Segmentation data
######
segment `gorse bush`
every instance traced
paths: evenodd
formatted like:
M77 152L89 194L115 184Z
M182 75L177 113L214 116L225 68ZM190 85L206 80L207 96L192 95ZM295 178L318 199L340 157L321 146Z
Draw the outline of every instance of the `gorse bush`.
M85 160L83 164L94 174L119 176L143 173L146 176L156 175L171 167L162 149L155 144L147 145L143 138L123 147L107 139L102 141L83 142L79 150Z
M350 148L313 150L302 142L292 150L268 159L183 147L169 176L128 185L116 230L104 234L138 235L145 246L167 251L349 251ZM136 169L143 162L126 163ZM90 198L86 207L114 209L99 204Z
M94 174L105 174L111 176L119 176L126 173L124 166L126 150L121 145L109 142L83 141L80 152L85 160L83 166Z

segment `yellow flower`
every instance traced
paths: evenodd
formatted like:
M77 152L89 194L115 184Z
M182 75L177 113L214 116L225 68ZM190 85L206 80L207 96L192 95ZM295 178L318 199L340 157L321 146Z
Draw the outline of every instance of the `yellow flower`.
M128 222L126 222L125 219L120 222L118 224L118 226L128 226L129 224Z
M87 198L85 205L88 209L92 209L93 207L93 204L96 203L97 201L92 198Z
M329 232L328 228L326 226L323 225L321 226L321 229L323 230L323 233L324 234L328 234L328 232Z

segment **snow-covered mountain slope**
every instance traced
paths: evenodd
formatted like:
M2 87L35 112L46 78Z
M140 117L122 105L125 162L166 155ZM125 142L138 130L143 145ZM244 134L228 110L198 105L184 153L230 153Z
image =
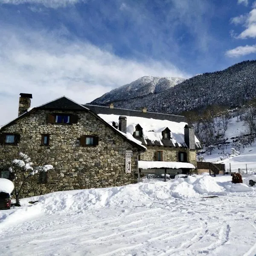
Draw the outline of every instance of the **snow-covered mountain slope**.
M148 88L151 87L150 84ZM156 94L150 93L152 91L150 89L145 94L135 89L126 92L121 89L122 92L119 93L117 88L92 104L107 105L113 102L117 108L141 110L146 107L148 111L170 114L211 105L240 105L256 95L256 61L243 61L221 71L196 76ZM124 96L124 93L128 96ZM131 97L130 93L135 97Z
M95 99L93 105L102 105L116 101L159 93L173 87L185 80L180 77L143 76L130 84L113 90Z
M243 120L240 121L239 116L231 118L225 132L224 143L218 147L215 145L211 154L205 148L201 150L205 160L224 163L226 169L229 169L230 163L232 170L245 169L247 165L248 169L255 169L251 172L256 172L256 139L251 145L247 137L242 135L247 134L247 128Z
M190 177L21 199L0 210L0 255L253 256L256 191L230 180Z

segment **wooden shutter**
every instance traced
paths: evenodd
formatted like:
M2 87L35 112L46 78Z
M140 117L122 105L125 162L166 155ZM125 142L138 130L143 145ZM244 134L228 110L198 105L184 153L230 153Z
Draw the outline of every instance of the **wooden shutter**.
M4 144L5 140L5 134L0 134L0 144Z
M78 116L73 115L70 116L70 124L77 124L78 121Z
M99 145L99 137L98 136L94 136L93 137L93 145L96 146Z
M15 134L14 137L14 144L17 144L20 143L20 134Z
M85 146L85 141L86 140L86 136L81 136L80 138L80 146Z
M55 116L52 114L48 114L47 122L51 124L54 124L55 122Z
M186 163L187 161L187 157L186 157L186 153L183 153L183 155L184 156L184 162Z

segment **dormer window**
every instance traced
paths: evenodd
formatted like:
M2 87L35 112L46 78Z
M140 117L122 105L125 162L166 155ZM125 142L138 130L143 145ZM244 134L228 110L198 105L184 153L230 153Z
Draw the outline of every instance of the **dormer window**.
M141 126L137 124L135 126L135 131L134 133L134 136L135 137L141 137L142 136L142 128Z
M162 135L163 140L170 140L171 139L171 131L168 127L166 128L162 132Z

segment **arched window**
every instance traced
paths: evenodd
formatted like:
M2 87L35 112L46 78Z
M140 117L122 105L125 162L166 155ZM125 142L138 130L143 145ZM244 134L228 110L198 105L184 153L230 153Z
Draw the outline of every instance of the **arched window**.
M179 162L186 163L187 155L186 152L179 152L178 154Z
M171 131L167 127L162 132L163 140L170 140L171 139Z
M142 136L143 128L141 126L138 124L135 126L135 131L134 133L134 137L141 137Z

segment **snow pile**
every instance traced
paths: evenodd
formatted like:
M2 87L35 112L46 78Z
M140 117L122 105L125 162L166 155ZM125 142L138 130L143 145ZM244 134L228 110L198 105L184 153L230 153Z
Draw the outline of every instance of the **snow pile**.
M141 183L120 187L55 192L22 199L21 204L26 204L29 200L38 200L39 202L33 205L37 205L49 214L63 211L83 212L88 209L109 207L113 205L135 207L150 205L155 200L222 195L229 192L255 190L245 184L233 184L231 178L231 176L216 178L196 175L179 178L168 182Z
M14 189L14 185L11 180L0 178L0 192L11 194Z

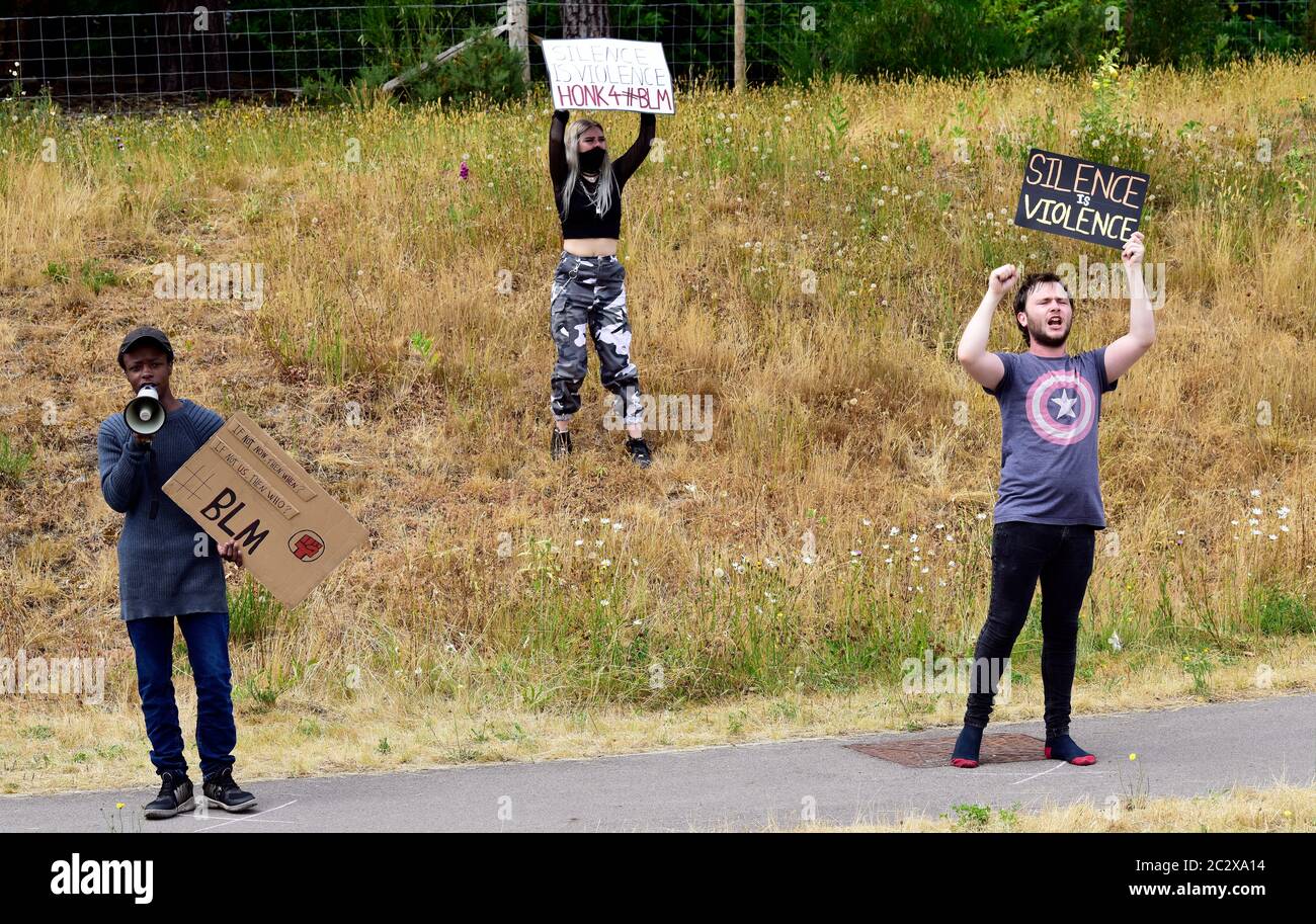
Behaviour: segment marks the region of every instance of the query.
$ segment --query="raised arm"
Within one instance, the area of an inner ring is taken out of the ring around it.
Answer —
[[[1129,332],[1105,347],[1105,379],[1115,382],[1129,371],[1155,342],[1155,315],[1142,283],[1142,232],[1124,244],[1124,276],[1129,283]]]
[[[987,278],[987,294],[959,337],[955,359],[969,372],[969,378],[984,388],[995,388],[1005,376],[1005,363],[995,353],[987,351],[987,338],[991,336],[991,316],[996,305],[1017,279],[1019,270],[1009,263],[992,270]]]
[[[554,190],[567,182],[567,149],[562,143],[562,136],[570,118],[570,109],[554,109],[549,124],[549,176],[553,178]]]
[[[651,112],[640,113],[640,134],[636,142],[626,149],[626,153],[612,162],[612,171],[617,175],[617,182],[625,184],[630,175],[640,168],[640,165],[649,157],[649,146],[654,141],[658,129],[658,117]]]
[[[105,495],[105,503],[111,509],[126,513],[142,491],[150,449],[137,442],[132,434],[125,446],[122,434],[107,421],[100,425],[100,432],[96,434],[96,455],[100,492]]]

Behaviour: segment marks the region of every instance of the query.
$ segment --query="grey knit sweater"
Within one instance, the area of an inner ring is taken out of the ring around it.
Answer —
[[[100,425],[100,490],[124,519],[118,537],[118,599],[125,620],[228,612],[224,561],[215,540],[161,487],[224,426],[224,419],[183,399],[150,448],[122,415]]]

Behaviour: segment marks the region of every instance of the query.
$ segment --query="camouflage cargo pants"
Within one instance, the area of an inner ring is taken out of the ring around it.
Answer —
[[[553,275],[550,332],[558,346],[553,367],[554,420],[570,420],[580,409],[588,353],[586,332],[599,354],[599,380],[616,395],[617,416],[629,424],[644,420],[640,370],[630,362],[630,321],[626,319],[626,270],[616,257],[576,257],[562,251]]]

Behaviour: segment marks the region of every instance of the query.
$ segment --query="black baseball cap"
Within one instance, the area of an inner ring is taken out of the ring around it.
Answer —
[[[170,362],[174,362],[174,347],[170,346],[168,337],[159,328],[133,328],[124,337],[124,342],[118,345],[118,365],[124,365],[124,354],[129,350],[154,344],[155,346],[164,350],[164,355],[168,357]]]

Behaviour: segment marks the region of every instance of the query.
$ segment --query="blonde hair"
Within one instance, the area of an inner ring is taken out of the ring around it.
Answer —
[[[578,118],[570,125],[567,125],[566,134],[562,138],[562,146],[566,149],[567,157],[567,182],[562,184],[562,217],[566,217],[571,209],[571,193],[575,191],[576,180],[580,178],[580,136],[587,130],[596,128],[600,132],[603,125],[594,121],[592,118]],[[607,215],[608,209],[612,208],[612,158],[608,151],[603,151],[603,165],[599,167],[599,215]]]

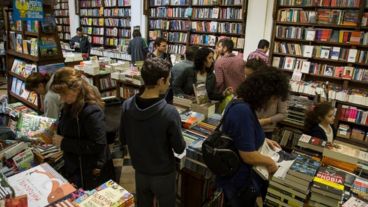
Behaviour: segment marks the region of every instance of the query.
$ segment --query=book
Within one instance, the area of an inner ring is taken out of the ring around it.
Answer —
[[[78,207],[89,206],[134,206],[134,197],[112,180],[92,191],[92,195],[81,196],[73,204]]]
[[[273,176],[278,178],[284,178],[286,176],[286,173],[296,158],[296,156],[291,155],[281,149],[271,149],[266,141],[263,142],[258,151],[262,155],[270,157],[273,161],[275,161],[278,169]],[[264,180],[268,180],[270,178],[268,170],[265,166],[254,166],[253,169]]]
[[[321,163],[305,155],[298,155],[291,165],[288,174],[311,182]]]
[[[332,167],[320,167],[313,178],[313,187],[337,195],[344,193],[345,173]]]
[[[320,153],[323,152],[323,149],[326,146],[326,144],[327,144],[326,141],[306,134],[303,134],[298,141],[298,146],[311,149]]]
[[[28,196],[29,206],[47,206],[76,190],[47,163],[13,175],[8,180],[16,196]]]
[[[8,179],[0,173],[0,200],[14,196],[14,189],[9,185]]]
[[[207,95],[206,84],[204,83],[200,83],[197,85],[193,84],[193,90],[197,104],[205,104],[208,102],[209,99]]]
[[[303,57],[311,58],[313,56],[313,45],[303,45]]]
[[[17,123],[17,131],[20,136],[41,139],[44,142],[50,142],[51,137],[49,129],[56,119],[37,116],[33,114],[22,113]]]

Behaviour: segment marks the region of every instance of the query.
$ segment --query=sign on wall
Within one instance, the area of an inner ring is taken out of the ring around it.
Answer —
######
■ YOUR OBJECTIVE: Please revise the records from the line with "segment **snow pile**" to the line with "M14 189L14 185L11 180L0 178L0 192L11 194Z", changing "snow pile" to "snowdrift" and leaving everything else the same. Return only those lines.

■ ANSWER TO THIS TASK:
segment **snowdrift**
every instance traced
paths: evenodd
formatted like:
M2 87L35 112L46 78Z
M140 117L122 105L125 162L166 155ZM125 142L138 130L143 145ZM244 134L228 110L198 105L184 153L230 153Z
Draw the outline of every instance of the **snowdrift**.
M141 183L120 187L55 192L22 199L21 204L26 204L29 200L38 200L39 202L33 205L37 205L49 214L63 211L83 212L88 209L109 207L113 205L135 207L150 205L155 200L222 195L229 192L255 190L245 184L233 184L231 178L231 176L216 178L196 175L179 178L168 182Z
M14 189L14 185L11 180L0 178L0 192L11 194Z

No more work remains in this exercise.